[Set task 1] Write out the Sanctuary review word for word, from "Sanctuary is called" to "which is nice.".

AfterShock Comics Enlists Garth Ennis, Neil Gaiman And More
Early in 2012, I reviewed the first four issues of Stephen Coughlin’s digital comic, Sanctuary, and mentioned that I’d probably wait for a printed trade paperback, because I still like actual books more than digital comics. Recently, Coughlin got in touch with me and mentioned that he had finished the comic and asked me if I’d like to check the whole thing out. So now I’m going to review the entire thing! Coughlin writes and draws it, Jordan Fong colors it (I’ve mentioned this before – I’m not sure what Fong does on the book, because it’s in black and white, so maybe he adds the gray tones?), and Jef Bambas letters it. SLG publishes it, and you can download copies right here for one thin dollar each. That’s good value!
Sanctuary is called thus because it takes place at an animal sanctuary, but a loaded word like that has connotations, so Coughlin has several characters looking for their own form of sanctuary. It’s never obvious, but it’s there, and it’s pretty clever. This is basically a murder mystery starring sentient animals, some of whom are able to communicate with the humans who run the sanctuary through the machinations of a COMIC BOOK SCIENCE DEVICE (I love those). Coughlin introduces a lot of characters, both human and animal, and there are plenty of threads about the characters, but he never loses track of the murder mystery, which is nice.

[Source records]
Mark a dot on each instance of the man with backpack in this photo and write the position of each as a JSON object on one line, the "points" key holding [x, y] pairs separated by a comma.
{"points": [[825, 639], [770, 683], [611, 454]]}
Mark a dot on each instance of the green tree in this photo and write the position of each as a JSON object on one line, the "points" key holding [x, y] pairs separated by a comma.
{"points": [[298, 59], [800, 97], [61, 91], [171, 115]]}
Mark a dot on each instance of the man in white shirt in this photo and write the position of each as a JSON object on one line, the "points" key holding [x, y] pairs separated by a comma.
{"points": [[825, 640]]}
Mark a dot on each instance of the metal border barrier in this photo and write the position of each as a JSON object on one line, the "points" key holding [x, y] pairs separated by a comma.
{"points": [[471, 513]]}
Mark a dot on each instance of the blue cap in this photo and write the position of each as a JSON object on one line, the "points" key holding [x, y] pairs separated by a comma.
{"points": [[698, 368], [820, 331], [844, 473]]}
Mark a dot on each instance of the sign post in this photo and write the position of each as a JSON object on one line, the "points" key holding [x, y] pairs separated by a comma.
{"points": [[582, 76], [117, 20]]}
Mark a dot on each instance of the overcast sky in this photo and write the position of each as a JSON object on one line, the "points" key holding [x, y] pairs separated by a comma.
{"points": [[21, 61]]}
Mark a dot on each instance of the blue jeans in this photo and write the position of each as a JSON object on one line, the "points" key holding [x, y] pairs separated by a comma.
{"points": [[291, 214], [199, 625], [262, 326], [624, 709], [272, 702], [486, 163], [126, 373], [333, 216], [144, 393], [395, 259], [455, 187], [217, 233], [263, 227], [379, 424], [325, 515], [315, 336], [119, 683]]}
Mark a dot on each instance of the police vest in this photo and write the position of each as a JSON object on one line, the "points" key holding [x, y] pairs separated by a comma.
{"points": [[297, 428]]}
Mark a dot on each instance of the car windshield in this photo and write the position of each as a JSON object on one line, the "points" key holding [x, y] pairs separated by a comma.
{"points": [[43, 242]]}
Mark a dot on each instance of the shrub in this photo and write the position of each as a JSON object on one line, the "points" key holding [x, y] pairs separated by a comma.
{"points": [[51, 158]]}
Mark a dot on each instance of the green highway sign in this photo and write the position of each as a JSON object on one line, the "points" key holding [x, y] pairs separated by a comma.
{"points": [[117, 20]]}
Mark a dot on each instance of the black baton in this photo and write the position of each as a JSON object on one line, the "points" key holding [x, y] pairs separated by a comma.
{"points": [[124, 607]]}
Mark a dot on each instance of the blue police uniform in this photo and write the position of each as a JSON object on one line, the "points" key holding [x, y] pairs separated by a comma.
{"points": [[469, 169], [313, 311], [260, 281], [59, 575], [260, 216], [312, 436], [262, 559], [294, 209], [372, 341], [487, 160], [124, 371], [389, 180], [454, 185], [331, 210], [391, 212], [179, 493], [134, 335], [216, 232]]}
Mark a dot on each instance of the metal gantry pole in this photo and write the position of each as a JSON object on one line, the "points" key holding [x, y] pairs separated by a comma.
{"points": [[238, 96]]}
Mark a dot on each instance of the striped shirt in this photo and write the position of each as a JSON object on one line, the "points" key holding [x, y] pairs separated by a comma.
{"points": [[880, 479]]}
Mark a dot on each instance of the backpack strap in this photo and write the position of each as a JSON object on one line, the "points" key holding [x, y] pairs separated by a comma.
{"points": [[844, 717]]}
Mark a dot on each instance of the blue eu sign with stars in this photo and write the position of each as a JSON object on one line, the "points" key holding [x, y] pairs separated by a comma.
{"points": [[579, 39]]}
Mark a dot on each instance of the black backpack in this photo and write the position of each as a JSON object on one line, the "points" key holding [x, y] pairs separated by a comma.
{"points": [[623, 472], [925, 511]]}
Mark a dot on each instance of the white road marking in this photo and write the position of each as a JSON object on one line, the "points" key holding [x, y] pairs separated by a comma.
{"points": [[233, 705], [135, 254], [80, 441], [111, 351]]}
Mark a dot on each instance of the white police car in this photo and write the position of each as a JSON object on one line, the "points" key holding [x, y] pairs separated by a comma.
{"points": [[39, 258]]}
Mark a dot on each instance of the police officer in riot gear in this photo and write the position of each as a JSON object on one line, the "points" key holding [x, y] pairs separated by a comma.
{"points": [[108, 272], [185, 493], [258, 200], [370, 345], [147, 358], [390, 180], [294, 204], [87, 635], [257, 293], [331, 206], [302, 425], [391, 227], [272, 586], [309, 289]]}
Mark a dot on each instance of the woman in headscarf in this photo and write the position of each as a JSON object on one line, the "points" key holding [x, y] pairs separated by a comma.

[Set task 2] Gather every line of the entries above that contains the word "metal", and copy each one unchanged.

[Complete response 1]
Sanctuary is called thus because it takes place at an animal sanctuary, but a loaded word like that has connotations, so Coughlin has several characters looking for their own form of sanctuary. It’s never obvious, but it’s there, and it’s pretty clever. This is basically a murder mystery starring sentient animals, some of whom are able to communicate with the humans who run the sanctuary through the machinations of a COMIC BOOK SCIENCE DEVICE (I love those). Coughlin introduces a lot of characters, both human and animal, and there are plenty of threads about the characters, but he never loses track of the murder mystery, which is nice.

[Complete response 2]
Mark a dot on each instance of the metal border barrier in this photo and write the position of each as a JSON object on one line, the "points" key holding [x, y] pairs separated by a comma.
Mark a dot on each instance of the metal gantry pole in this photo and write the position of each as a JSON object on one line, the "points" key holding [x, y] pairs separated by a comma.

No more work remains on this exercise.